Copy out all the records below, swapping "stock-layout planner" for "shelf planner" everywhere it appears and keeping everything else the same. Don't include the pictures.

** start **

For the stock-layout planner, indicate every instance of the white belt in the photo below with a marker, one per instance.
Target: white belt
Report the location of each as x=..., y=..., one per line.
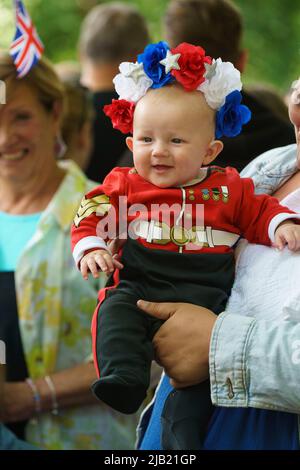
x=160, y=233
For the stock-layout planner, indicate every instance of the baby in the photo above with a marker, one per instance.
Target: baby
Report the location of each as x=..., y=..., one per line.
x=182, y=218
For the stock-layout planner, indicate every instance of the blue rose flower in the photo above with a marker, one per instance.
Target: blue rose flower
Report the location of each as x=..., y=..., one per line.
x=231, y=116
x=150, y=58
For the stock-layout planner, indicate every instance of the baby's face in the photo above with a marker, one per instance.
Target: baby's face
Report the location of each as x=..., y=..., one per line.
x=173, y=131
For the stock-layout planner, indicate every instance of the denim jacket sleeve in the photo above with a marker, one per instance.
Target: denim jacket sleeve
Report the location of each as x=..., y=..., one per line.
x=255, y=363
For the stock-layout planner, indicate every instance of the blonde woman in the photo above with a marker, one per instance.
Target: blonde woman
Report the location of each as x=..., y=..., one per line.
x=46, y=307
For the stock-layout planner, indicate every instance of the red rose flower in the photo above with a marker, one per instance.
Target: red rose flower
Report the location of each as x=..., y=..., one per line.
x=191, y=62
x=121, y=114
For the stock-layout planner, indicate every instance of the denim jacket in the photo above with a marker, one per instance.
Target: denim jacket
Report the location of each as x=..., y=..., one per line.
x=242, y=372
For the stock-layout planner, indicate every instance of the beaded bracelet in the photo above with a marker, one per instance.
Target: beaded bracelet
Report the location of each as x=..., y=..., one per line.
x=50, y=384
x=36, y=395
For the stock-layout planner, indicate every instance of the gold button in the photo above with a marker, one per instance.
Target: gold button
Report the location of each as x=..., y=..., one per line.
x=230, y=393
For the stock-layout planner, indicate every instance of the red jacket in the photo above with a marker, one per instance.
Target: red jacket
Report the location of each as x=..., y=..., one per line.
x=230, y=207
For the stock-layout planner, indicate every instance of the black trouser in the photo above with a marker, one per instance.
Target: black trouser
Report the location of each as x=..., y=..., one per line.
x=124, y=333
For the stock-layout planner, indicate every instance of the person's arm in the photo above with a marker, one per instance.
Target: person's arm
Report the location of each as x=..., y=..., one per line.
x=251, y=363
x=72, y=388
x=255, y=363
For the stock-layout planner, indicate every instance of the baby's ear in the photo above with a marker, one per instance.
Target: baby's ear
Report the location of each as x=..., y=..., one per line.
x=129, y=143
x=213, y=150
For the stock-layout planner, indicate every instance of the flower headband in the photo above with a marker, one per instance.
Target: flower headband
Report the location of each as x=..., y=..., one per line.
x=158, y=65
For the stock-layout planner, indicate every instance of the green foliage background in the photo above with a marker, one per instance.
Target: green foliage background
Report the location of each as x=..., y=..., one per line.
x=272, y=32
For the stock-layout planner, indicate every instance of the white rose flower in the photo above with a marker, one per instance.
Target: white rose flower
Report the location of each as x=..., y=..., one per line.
x=132, y=83
x=225, y=80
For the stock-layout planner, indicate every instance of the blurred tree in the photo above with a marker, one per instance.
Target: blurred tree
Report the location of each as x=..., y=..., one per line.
x=272, y=32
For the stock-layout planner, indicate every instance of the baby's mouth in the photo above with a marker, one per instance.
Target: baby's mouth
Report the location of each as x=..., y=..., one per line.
x=14, y=156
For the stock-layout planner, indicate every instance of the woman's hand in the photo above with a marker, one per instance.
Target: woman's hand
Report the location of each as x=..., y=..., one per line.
x=182, y=342
x=17, y=403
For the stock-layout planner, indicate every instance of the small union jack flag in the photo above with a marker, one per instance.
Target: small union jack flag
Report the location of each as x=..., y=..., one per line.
x=26, y=48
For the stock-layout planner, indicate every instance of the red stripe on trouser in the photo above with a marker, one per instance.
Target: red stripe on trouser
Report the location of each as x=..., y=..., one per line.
x=94, y=326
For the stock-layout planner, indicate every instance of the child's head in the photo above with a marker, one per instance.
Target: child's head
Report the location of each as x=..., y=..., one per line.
x=173, y=136
x=176, y=102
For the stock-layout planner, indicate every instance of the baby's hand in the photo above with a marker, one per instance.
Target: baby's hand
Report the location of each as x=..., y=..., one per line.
x=287, y=233
x=96, y=259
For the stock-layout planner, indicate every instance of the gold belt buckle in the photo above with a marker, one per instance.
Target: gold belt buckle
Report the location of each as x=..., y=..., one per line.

** end **

> Result below
For the shelf planner, indicate every instance of the white belt in the photo below with a marker, one per instance.
Target: white belt
Report the location of each as x=..., y=..., one per line.
x=160, y=233
For the shelf planner, indicate every instance of the baby in the photo above with a marker, one per instance.
Target: baby
Report the location of each as x=..., y=..., one per line.
x=182, y=218
For the shelf planner, indicate every instance of the blue rose flower in the photo above with a marker, one per instance.
Target: blue rose flower
Report the location of each as x=..., y=..., one per line.
x=231, y=116
x=150, y=58
For the shelf planner, indicate every instance of the baby's face in the photo above with a marker, one per instance.
Target: baby's face
Report the location of each as x=..., y=..., one per line.
x=173, y=131
For the shelf planner, indicate every instance of the denim jacket sleeve in the photo above with a marker, one per instance.
Target: denim jacket sleeve
Report the location of each as x=..., y=..., one per line.
x=255, y=363
For the shelf planner, indicate every instance of the blonde woman in the photo above with a marker, one per instance.
Target: blonde woman
Report the location of each as x=..., y=..., one per line.
x=46, y=307
For the shelf planner, indicate every instance of the red rose flower in the photo above with a marker, one per instance.
Target: red rose flower
Report the location of each as x=..., y=..., one per line.
x=191, y=62
x=121, y=114
For the shelf planner, indicate every instance of the denim jacket in the photo above with a marker, one per instance.
Target: denim jacket
Report the location of each as x=..., y=..., one per line.
x=242, y=372
For the shelf planner, indicate every instance of the beaded bracelet in the photo above with a marker, one per instance.
Target: beaded bracelet
Report the location of each as x=..., y=..., one per line.
x=50, y=384
x=36, y=395
For the shelf planner, indicate every instance of the gold button in the photo above with a marker, one per instance.
Target: gold button
Report the location of each as x=..., y=..., one per line.
x=230, y=393
For the shelf planner, indicate every instance of the red jacket in the photo above with a marker, one per instance.
Target: red jacket
Report the location of each as x=..., y=..., one per line.
x=230, y=207
For the shelf planner, indicate every instance of the black trouser in the photo above with a marker, one per instance.
Target: black trouser
Report the location of each as x=..., y=..., one per line.
x=124, y=333
For the shelf planner, indicate every instance of the person's arm in the photo above with a marker, one per instance.
Target: person's arm
Report the location of each as x=..., y=..., one per line.
x=251, y=363
x=72, y=388
x=255, y=363
For the shelf planner, indicate every instance of the baby's ear in the photo above with a marker, one per instance.
Target: baby's ear
Report the location of each as x=..., y=..., one per line.
x=129, y=143
x=213, y=150
For the shelf planner, indicate every instance of the flower headband in the photo above with a marker, one per instance.
Target: flower headband
Report the location of each as x=..., y=..., one per line.
x=158, y=65
For the shelf planner, indicate every instance of the green foliage background in the photo above with a marker, one per instance.
Target: green foliage background
Report the location of each as x=..., y=..., one per line.
x=272, y=32
For the shelf planner, indicate every instance of the white rose flower in the photo above with a marker, one per instance.
Target: white rose flower
Report the location of each as x=..., y=..., one per line.
x=132, y=83
x=225, y=80
For the shelf planner, indicate every instance of the blurred tree in the photo above with a marker, one per instance.
Target: blurred tree
Report the location of each as x=..., y=..., one per line.
x=272, y=32
For the shelf planner, indicate every instance of the baby's mouth in the photo above with a marker, one per instance.
Target: baby's mouth
Report the location of each as x=..., y=..., one per line.
x=14, y=156
For the shelf planner, indicate every instance of the woman's hand in the photo above with a marker, one per instance.
Target: woman's hand
Report the location of each as x=..., y=..., one per line.
x=182, y=342
x=17, y=403
For the shelf planner, indicate every instance of the small union jack flag in the photo above with a marker, one per instance.
Target: small union jack flag
Report the location of each as x=..., y=..., one per line.
x=26, y=48
For the shelf planner, indicate every instance of the red stripe on trouser in the photo above with a marker, one per instance.
Target: red stripe on trouser
Report the location of each as x=..., y=..., one per line.
x=94, y=326
For the shelf planner, indicate every instance of the child's head in the photo above with a marker, one per instance.
Target: child's head
Report the location of each as x=..., y=..., one per line.
x=173, y=136
x=176, y=102
For the shelf planner, indicate every instance of the baby's hand in the photo above with a marker, one per instance.
Target: baby's hand
Report the location of each as x=..., y=..., one per line.
x=287, y=233
x=96, y=259
For the shelf planner, indicate every instance of the gold belt buckle in the photo above with a marker, one per instance.
Target: gold belt buckle
Report the location of each as x=..., y=..., one per line.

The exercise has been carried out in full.